Le privilége exclusif d’une compagnie est justifiable, quand il est l’unique moyen d’ouvrir un commerce tout neuf avec des peuples éloignés ou barbares. Il devient alors une espèce de brevet d’invention, dont l’avantage couvre les risques d’une entreprise hasardeuse et les frais de première tentative ; les consommateurs ne peuvent pas se plaindre de la cherté des produits, qui seraient bien plus chers sans cela, puisqu’ils ne les auraient pas du tout. Mais, de même que les brevets d’invention, ce privilége ne doit durer que le temps nécessaire pour indemniser complètement les entrepreneurs de leurs avances et de leur risque. Passé ce terme, il ne serait plus qu’un don qu’on leur ferait gratuitement aux dépens de leurs concitoyens, qui tiennent de la nature le droit de se procurer les denrées dont ils ont envie, où ils peuvent et au plus bas prix possible.

----------------

Consigne 1: Reproduisez la portion des enregistrements qui s'ouvre sur la ligne contenant « Target: green leafy vegetable » et se ferme sur celle contenant « 0,0 -> 38,95 », bornes comprises et consignes incluses, en décalant de -79 chaque coordonnée des cadres de réponse. Ne modifiez ni les consignes ni leur exemple de format.

----------------

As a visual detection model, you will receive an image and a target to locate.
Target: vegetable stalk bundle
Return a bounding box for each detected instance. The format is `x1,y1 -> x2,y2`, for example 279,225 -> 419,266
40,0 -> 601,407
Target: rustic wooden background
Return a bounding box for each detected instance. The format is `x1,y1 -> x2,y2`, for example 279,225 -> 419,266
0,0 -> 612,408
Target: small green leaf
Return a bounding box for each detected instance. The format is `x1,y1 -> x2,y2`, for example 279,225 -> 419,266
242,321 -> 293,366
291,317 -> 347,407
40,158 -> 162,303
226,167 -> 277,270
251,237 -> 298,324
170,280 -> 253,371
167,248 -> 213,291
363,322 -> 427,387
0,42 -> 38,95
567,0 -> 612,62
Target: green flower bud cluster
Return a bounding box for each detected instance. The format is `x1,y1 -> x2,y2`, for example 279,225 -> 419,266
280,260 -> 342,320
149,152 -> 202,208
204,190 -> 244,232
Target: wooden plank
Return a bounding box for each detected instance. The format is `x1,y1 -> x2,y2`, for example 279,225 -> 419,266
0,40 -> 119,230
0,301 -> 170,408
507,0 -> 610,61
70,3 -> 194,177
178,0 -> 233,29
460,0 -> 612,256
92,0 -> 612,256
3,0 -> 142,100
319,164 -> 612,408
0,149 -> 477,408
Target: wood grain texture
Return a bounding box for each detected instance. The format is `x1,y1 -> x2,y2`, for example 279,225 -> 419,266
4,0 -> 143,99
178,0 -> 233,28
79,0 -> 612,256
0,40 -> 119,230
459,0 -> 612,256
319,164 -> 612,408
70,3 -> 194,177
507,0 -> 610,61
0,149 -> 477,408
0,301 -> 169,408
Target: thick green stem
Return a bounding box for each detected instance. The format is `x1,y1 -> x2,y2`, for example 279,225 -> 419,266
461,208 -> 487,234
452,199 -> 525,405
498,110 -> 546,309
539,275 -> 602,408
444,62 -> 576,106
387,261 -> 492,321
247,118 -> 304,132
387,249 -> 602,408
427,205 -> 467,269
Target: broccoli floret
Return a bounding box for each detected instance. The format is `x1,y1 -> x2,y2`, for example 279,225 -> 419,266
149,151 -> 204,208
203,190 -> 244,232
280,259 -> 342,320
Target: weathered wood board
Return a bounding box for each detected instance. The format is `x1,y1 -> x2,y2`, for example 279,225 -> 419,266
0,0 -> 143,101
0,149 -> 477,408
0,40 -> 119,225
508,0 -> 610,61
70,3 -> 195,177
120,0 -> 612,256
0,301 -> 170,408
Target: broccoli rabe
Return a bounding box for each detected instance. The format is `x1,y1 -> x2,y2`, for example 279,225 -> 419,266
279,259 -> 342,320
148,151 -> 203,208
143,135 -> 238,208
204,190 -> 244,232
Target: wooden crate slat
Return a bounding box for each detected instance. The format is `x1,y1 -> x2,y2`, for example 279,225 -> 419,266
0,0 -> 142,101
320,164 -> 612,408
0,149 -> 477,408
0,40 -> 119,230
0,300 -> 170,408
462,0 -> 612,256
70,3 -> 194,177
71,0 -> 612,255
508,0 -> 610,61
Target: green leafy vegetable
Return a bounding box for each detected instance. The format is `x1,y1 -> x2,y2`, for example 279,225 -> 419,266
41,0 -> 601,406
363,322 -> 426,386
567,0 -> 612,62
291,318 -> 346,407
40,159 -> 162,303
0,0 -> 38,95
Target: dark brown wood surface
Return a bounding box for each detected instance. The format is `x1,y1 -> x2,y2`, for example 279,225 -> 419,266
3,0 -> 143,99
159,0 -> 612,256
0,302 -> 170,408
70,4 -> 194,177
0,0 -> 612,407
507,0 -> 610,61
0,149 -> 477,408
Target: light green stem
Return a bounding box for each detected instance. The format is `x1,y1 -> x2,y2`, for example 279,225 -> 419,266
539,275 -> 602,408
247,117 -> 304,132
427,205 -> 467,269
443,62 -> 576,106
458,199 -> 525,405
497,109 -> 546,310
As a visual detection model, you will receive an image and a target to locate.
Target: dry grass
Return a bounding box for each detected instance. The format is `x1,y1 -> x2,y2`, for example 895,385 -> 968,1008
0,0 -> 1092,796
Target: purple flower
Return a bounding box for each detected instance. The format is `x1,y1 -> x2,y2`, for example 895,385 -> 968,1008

----------------

Consigne 2: Citez textuellement le passage du texte sur le privilège des compagnies qui commence par les mots « Le privilége exclusif » et s'achève sur « bas prix possible. ».

Réponse 1:
Target: green leafy vegetable
Return a bounding box for each detected instance. The format is `x1,y1 -> x2,y2`, for example 279,225 -> 419,266
-38,-79 -> 522,327
284,243 -> 347,307
488,-79 -> 533,-17
212,239 -> 267,328
-39,80 -> 83,224
-79,-79 -> -41,16

Réponse 2:
Le privilége exclusif d’une compagnie est justifiable, quand il est l’unique moyen d’ouvrir un commerce tout neuf avec des peuples éloignés ou barbares. Il devient alors une espèce de brevet d’invention, dont l’avantage couvre les risques d’une entreprise hasardeuse et les frais de première tentative ; les consommateurs ne peuvent pas se plaindre de la cherté des produits, qui seraient bien plus chers sans cela, puisqu’ils ne les auraient pas du tout. Mais, de même que les brevets d’invention, ce privilége ne doit durer que le temps nécessaire pour indemniser complètement les entrepreneurs de leurs avances et de leur risque. Passé ce terme, il ne serait plus qu’un don qu’on leur ferait gratuitement aux dépens de leurs concitoyens, qui tiennent de la nature le droit de se procurer les denrées dont ils ont envie, où ils peuvent et au plus bas prix possible.